──────── Task input

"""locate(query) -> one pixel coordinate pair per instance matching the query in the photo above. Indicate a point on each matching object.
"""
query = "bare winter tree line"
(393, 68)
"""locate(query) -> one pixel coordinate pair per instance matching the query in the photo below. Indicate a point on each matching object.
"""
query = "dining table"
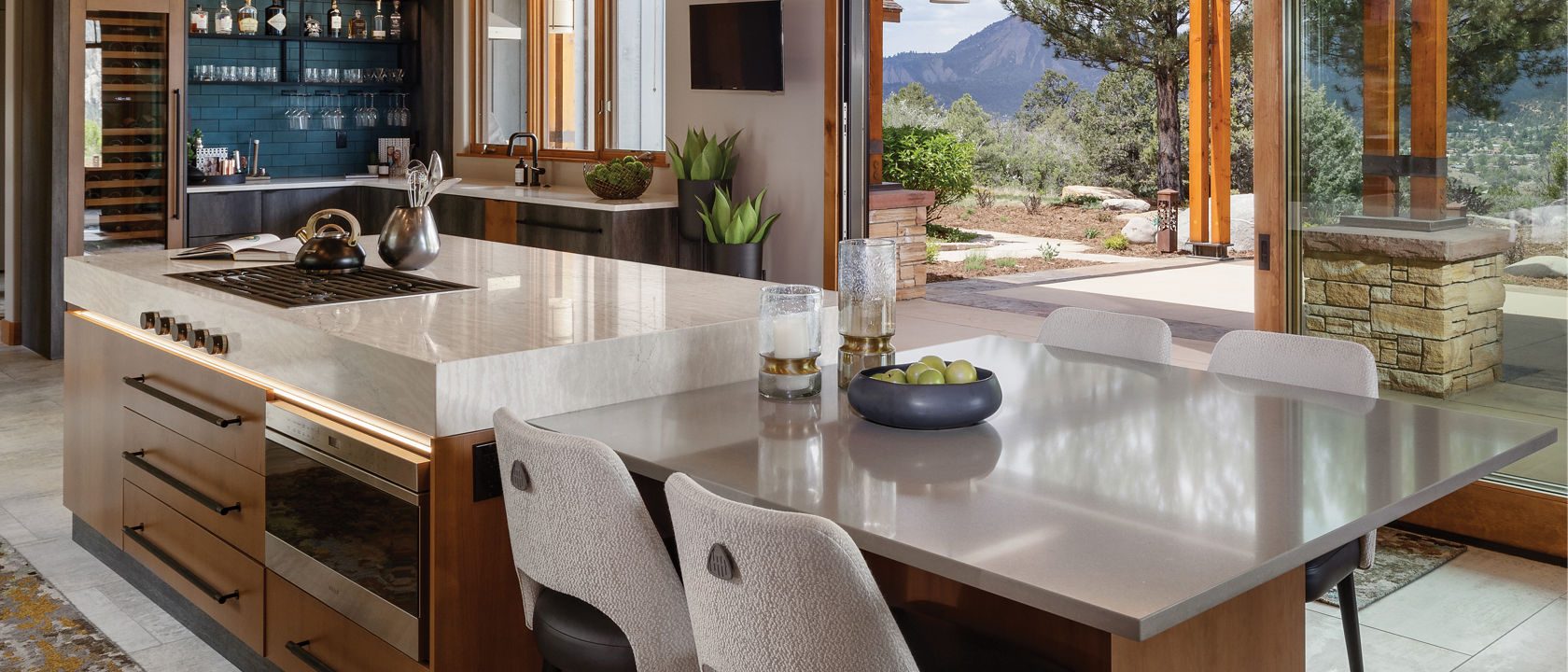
(1113, 514)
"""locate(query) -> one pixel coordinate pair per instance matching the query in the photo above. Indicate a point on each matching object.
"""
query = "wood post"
(1210, 122)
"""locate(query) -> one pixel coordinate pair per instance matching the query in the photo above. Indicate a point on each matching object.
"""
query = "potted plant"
(701, 166)
(735, 233)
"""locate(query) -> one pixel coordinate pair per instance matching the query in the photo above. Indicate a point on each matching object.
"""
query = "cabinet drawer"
(320, 635)
(210, 574)
(201, 484)
(205, 406)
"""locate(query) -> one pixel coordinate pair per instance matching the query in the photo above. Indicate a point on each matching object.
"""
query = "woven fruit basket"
(622, 179)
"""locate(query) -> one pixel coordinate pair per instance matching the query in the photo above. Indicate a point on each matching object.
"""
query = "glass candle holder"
(867, 292)
(789, 341)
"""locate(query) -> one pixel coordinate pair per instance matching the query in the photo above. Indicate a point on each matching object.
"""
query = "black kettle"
(329, 249)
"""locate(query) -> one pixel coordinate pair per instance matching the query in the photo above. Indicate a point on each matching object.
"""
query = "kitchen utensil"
(408, 238)
(329, 249)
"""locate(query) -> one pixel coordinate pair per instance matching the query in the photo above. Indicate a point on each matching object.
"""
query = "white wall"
(783, 143)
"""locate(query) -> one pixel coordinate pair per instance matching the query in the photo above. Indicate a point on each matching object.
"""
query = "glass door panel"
(127, 122)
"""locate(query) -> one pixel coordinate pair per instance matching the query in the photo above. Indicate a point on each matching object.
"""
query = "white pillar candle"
(792, 337)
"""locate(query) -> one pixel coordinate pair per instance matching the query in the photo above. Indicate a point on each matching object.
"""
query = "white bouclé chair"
(1323, 364)
(599, 588)
(1115, 334)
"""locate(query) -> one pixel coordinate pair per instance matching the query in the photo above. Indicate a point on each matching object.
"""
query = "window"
(585, 76)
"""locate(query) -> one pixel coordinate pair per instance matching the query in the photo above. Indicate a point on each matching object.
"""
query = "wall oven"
(347, 521)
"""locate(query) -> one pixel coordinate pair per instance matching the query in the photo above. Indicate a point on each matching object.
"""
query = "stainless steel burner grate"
(287, 287)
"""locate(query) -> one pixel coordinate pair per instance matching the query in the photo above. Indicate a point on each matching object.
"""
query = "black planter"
(740, 260)
(689, 193)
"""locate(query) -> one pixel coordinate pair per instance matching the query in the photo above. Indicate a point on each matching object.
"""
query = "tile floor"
(1480, 613)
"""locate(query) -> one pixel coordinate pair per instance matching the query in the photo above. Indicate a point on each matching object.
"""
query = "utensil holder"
(410, 238)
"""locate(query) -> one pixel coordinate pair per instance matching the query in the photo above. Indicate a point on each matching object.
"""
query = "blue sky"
(935, 29)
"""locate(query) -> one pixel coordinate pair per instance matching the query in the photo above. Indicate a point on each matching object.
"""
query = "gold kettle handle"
(309, 226)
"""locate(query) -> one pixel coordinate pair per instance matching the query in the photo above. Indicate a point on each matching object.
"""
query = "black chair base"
(578, 637)
(1339, 567)
(943, 646)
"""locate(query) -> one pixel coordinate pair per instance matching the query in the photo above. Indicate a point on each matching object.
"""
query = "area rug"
(1401, 558)
(43, 632)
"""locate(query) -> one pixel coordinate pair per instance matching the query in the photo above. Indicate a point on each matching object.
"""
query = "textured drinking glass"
(789, 341)
(867, 292)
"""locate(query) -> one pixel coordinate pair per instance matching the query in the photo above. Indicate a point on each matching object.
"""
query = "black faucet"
(534, 171)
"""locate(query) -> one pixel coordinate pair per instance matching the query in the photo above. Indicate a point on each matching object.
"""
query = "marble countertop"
(495, 189)
(1118, 494)
(543, 330)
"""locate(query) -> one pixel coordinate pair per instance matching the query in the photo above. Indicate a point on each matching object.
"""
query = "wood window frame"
(537, 99)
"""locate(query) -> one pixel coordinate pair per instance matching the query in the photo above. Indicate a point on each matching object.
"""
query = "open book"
(251, 248)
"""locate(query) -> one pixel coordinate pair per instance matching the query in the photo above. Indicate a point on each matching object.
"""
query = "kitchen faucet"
(534, 170)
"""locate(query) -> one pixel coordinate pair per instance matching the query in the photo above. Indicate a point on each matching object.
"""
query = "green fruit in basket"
(960, 371)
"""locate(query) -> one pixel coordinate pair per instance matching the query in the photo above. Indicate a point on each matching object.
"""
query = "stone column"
(901, 215)
(1427, 304)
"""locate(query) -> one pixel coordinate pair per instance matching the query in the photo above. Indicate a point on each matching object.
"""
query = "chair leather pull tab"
(720, 563)
(519, 477)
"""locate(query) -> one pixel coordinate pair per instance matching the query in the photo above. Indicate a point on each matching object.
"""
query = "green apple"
(960, 371)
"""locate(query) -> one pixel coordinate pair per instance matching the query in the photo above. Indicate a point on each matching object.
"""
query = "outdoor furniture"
(1325, 364)
(597, 584)
(1134, 516)
(1106, 332)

────────────────

- [About this task]: Each entry must be set down word for word; no image may be carried over.

- [Final answer]:
"""locate(query) -> one pixel coordinate pair per instance matching the query in the photo above. Indicate a point on each matching object.
"""
query = "bare winter tree line"
(393, 68)
"""locate(query) -> one pixel coordinate pair per instance matching the query in the photo below. Indicate a point on each matching object.
"""
query = "dining table"
(1113, 514)
"""locate(query) -> one pixel coordinate pair per instance matching the query in the photo above. Indicate a point on each matching object.
"""
query = "wood post"
(1210, 122)
"""locate(query) -> one pixel coordinate pair per instance matching the query in the photo above. Indicate a point on each matching object.
"""
query = "potted plant"
(701, 166)
(735, 233)
"""locate(query) -> one pixel coordinate pair per instance matching the query in the photo above. Indicate a point on each matching object.
"""
query = "cabinet drawer"
(320, 635)
(210, 574)
(201, 484)
(205, 406)
"""locate(query) -> one pixel coordinate pair per instance matching the query in the photo above. Indicate a point on each matching object.
"""
query = "woven fruit basket"
(622, 179)
"""locate(query) -> one pixel coordinate pair per instance matching the query in the photo above. Indicate a point on each matching object.
"""
query = "glass candle holder"
(867, 292)
(789, 341)
"""locate(query) -> one pixel coordinate pair per instance matching the query in the photo above. Indicate a point on each matching object.
"""
query = "black kettle"
(329, 249)
"""locate(query) -> one pixel coordinate pair per instance matching the query in the photo above. Indicate a point on each matching object.
"""
query = "kitchen utensil"
(408, 238)
(329, 249)
"""locate(query) -> one pixel coordinate pair per instance matching the query in the photo above. Indicate a point on each matching object.
"""
query = "white wall"
(783, 143)
"""locate(query) -> one pixel coordinate pair per instance matching the query in the photo above. Indicate a point on each matching object.
"""
query = "glass door panel"
(127, 122)
"""locate(query) -> one pixel coordinate pair per instance matching the query in the photo above. Indicate a point on each matching object.
"""
query = "white pillar candle"
(792, 337)
"""locate(query) -> one pixel coordinate pair per instance matching the query in the photo above. Indicate a point on each matching object.
"""
query = "white bouclé chair"
(1323, 364)
(599, 588)
(1115, 334)
"""locate(query) -> one pixel coordinate pair per instance matching the query in the photo above. Indicate a point on each matching object.
"""
query = "window"
(585, 76)
"""locate(query) -> one pixel coordinate pair per instance matching the query in the photo above. Indicate a point on each matching object.
"""
query = "wall oven"
(347, 521)
"""locate(query) -> one pixel coordinate pair per instance matching the query in the photo above. Indicate a point on each matching object.
"""
query = "stainless steel burner grate"
(287, 287)
"""locate(query) -> one pixel coordinate pair per instance matching the query in the photo above. Indicate a point on each matching object.
"""
query = "black planter"
(740, 260)
(689, 193)
"""locate(query) -> one pixel coordinate pair per instance matching the query in the photo above. Indicate a point on each matching object.
"""
query = "tile floor"
(1480, 613)
"""locate(query) -> one pixel coordinate pair per instance matching the query in the photo above. Indicate a point on each matching object.
"""
query = "utensil holder"
(410, 238)
"""locate(query) -> one pixel coordinate pair per instance matching the query in the photo above. Indicate a point on each matching object.
"""
query = "blue sky"
(935, 29)
"""locate(query) -> one pixel coordinate pair per instance matching the query in the photo above. Indicate a point on each matching object.
"""
query = "gold kettle handle"
(309, 226)
"""locate(query) -> one pixel coordinate pair per instance matching the query in the photo above. Indicate a point on each matching object.
"""
query = "black chair base"
(578, 637)
(1339, 567)
(943, 646)
"""locate(query) -> one pixel coordinate pair per instance matching the query in the photo above. Indicate a point on each matching object.
"""
query = "area rug"
(1401, 558)
(43, 632)
"""locate(query) -> one pixel coordinate pair per instance matching the query in the photo above. Indicate a point on each matching object.
"""
query = "textured drinking glass"
(789, 341)
(867, 292)
"""locate(query) -> one pixel coordinate pair per instance matching the query in the photo above. Indicate a point on each matching object.
"""
query = "black faucet"
(534, 171)
"""locate(query) -> one pixel coordinate pair per instance matching the query in the photo above. Indicate a point on each matching object.
"""
query = "marble countertop"
(495, 189)
(1118, 494)
(543, 330)
"""locate(query) -> one pixel coordinate pair per instance matching the query in the photo above. Indicate a point on each matching object.
"""
query = "wood window frame"
(537, 99)
"""locate(query) -> one pixel coordinate pair per instance matching the query in the photo above. Indicate a point on each matching object.
"""
query = "open book"
(251, 248)
"""locate(query) -> one pixel coordinate pair per instance matching the query in the photo above. Indicate a point on each matching object.
"""
query = "kitchen faucet"
(534, 170)
"""locate(query) -> one pixel coordinate pair per instance matching the query in the photo above. Indicate a point on each matching object.
"""
query = "green fruit in basket"
(960, 371)
"""locate(query) -> one pixel coordinate pair per instance matching the query in the photo above. Indicate a point on each matching object.
"""
query = "stone column"
(901, 215)
(1427, 304)
"""locate(query) -> one pixel coordinate pair per instance matching the query in the photo above. Indicate a point on each matching object.
"""
query = "chair leather pull tab"
(720, 563)
(519, 477)
"""locate(query) -> one pixel coordinate pair per instance matching the query in the photo above. Indicate a point on each matching object.
"""
query = "green apple"
(960, 371)
"""locate(query) -> one pixel coordinate pair per instance matching the query in the photo above. Indicate a point on each matching object.
"""
query = "outdoor furniture"
(1325, 364)
(597, 584)
(1134, 516)
(1106, 332)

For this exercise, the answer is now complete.